SET PROBLEM >> Give back exactly the lines running from the line with "Where can the motorcycle" to the end of the entries, and only those lines.

RECORDS SUPPLIED >>
◆ ◆ ◆ ◆ ◆ ◆ ◆

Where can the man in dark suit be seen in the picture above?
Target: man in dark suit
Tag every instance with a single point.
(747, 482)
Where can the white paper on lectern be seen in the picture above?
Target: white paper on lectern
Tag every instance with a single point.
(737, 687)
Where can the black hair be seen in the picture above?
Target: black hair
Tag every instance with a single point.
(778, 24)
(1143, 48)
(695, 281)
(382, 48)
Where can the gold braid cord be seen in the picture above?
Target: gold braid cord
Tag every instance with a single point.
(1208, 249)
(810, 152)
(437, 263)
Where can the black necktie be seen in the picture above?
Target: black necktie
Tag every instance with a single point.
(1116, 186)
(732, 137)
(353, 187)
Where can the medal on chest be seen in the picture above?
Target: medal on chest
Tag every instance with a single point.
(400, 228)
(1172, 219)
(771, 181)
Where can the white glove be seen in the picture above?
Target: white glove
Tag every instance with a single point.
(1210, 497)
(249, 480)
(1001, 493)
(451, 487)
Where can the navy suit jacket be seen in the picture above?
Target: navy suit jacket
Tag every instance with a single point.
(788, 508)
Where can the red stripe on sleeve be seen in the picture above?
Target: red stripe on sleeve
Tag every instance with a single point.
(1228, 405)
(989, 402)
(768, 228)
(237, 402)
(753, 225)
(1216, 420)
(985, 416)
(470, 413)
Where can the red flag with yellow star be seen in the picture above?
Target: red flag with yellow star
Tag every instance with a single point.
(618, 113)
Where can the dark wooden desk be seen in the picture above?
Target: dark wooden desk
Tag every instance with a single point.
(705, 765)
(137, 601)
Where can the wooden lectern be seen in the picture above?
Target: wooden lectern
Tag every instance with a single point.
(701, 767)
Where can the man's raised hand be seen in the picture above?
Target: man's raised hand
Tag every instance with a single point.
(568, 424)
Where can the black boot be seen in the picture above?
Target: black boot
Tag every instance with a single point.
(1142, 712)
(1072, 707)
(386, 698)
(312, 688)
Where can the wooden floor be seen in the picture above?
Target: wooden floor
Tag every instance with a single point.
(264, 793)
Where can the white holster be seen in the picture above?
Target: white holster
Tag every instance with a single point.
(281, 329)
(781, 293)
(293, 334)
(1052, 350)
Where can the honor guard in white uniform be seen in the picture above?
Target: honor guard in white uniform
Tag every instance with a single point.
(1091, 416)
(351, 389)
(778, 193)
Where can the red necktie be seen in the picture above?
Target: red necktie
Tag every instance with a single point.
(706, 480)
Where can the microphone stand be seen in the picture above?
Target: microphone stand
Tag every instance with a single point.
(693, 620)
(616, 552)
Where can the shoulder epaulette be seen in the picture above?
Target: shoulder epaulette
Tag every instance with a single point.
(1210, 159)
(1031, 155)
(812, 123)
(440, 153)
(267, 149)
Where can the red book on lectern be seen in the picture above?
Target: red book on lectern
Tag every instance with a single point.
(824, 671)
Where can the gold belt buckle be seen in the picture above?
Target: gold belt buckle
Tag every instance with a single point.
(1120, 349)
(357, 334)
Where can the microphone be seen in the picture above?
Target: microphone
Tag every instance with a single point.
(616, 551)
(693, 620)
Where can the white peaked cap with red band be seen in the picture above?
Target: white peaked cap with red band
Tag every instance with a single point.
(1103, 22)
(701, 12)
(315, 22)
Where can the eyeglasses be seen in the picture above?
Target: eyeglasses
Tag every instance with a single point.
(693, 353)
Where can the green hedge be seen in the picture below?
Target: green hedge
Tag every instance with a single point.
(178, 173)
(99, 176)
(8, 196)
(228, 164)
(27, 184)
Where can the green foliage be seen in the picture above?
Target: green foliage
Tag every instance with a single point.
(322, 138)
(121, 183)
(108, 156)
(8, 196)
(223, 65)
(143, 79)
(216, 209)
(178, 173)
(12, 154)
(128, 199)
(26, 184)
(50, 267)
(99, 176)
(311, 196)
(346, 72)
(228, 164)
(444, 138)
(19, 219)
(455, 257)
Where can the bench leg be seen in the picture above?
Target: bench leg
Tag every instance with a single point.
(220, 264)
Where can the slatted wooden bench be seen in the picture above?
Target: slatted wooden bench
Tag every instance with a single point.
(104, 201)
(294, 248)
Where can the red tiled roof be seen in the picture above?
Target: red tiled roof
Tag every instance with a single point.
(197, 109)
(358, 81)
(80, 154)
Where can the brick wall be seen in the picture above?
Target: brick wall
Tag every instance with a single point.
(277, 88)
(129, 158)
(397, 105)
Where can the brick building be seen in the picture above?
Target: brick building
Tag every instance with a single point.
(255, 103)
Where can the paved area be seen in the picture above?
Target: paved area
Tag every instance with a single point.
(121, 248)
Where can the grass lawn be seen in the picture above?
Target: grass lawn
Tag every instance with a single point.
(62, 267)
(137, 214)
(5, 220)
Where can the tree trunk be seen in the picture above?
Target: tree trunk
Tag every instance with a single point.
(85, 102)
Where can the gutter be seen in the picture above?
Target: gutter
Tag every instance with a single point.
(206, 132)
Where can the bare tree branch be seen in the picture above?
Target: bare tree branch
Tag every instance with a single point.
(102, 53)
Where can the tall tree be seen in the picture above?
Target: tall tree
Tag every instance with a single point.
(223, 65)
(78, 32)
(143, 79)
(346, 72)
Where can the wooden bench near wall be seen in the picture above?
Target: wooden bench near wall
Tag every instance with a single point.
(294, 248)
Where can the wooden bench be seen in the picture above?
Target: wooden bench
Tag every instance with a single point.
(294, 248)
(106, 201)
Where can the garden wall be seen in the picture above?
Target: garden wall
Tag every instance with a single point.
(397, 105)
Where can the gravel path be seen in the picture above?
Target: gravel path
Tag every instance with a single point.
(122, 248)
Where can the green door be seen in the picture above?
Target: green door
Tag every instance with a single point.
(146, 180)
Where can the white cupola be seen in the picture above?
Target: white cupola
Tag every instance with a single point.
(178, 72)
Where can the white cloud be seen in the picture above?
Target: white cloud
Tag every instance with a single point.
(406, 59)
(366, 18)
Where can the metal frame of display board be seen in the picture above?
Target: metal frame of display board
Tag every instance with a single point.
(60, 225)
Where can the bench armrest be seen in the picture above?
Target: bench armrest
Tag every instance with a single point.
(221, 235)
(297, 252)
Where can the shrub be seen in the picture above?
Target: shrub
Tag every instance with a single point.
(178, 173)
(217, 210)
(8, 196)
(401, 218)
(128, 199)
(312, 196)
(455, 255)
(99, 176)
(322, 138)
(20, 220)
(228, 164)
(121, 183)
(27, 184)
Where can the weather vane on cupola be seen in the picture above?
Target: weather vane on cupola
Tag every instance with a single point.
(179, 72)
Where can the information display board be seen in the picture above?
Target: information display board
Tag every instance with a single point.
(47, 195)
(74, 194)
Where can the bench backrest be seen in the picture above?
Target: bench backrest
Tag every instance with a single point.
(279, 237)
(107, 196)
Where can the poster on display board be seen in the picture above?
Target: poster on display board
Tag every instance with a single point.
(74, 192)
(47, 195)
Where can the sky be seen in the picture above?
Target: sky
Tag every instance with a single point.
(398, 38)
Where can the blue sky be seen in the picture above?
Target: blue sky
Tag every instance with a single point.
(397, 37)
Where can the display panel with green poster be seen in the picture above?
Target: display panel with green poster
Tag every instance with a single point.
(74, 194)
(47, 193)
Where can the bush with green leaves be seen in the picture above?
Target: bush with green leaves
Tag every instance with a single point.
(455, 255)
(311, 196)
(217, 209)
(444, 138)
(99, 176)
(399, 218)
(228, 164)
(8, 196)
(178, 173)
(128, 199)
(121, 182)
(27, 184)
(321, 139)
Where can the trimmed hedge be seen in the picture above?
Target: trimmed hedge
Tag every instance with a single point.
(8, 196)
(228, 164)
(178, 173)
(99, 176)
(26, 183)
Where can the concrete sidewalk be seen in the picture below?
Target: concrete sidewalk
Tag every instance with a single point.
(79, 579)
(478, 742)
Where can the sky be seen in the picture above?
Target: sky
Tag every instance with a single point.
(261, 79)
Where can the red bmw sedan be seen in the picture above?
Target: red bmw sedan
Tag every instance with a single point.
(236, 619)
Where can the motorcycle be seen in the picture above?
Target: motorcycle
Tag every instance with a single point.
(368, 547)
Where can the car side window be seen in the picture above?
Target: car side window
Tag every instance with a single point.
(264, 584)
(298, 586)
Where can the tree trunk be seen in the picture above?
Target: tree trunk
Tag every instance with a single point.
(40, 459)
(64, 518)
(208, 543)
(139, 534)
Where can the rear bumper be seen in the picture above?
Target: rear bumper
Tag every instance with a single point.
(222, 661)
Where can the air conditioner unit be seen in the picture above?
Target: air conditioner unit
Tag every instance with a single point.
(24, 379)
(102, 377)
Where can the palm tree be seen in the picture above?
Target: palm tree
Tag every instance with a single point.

◆ ◆ ◆ ◆ ◆ ◆ ◆

SOLUTION FOR THIS TASK >>
Where can the motorcycle be seen in the picture above?
Target: motorcycle
Tag every instance with a single point.
(368, 547)
Where can the car side window be seen in the picture above?
Target: car side window
Tag every instance with a single point.
(264, 584)
(298, 586)
Where can the tree trunk be seen in the picture above?
Target: tree trunk
Tag every instance with a single point.
(40, 459)
(64, 518)
(208, 543)
(139, 534)
Where can the rear bumper be seen in the picture above?
Target: rear bumper
Tag every instance with a single point.
(222, 661)
Where can the air conditioner unit be seen in the picture above?
Target: air conditioner unit
Tag every instance with a single point.
(24, 379)
(102, 377)
Where can the palm tree be seen in the picture above?
Target: palm tree
Tag every instance with a single point.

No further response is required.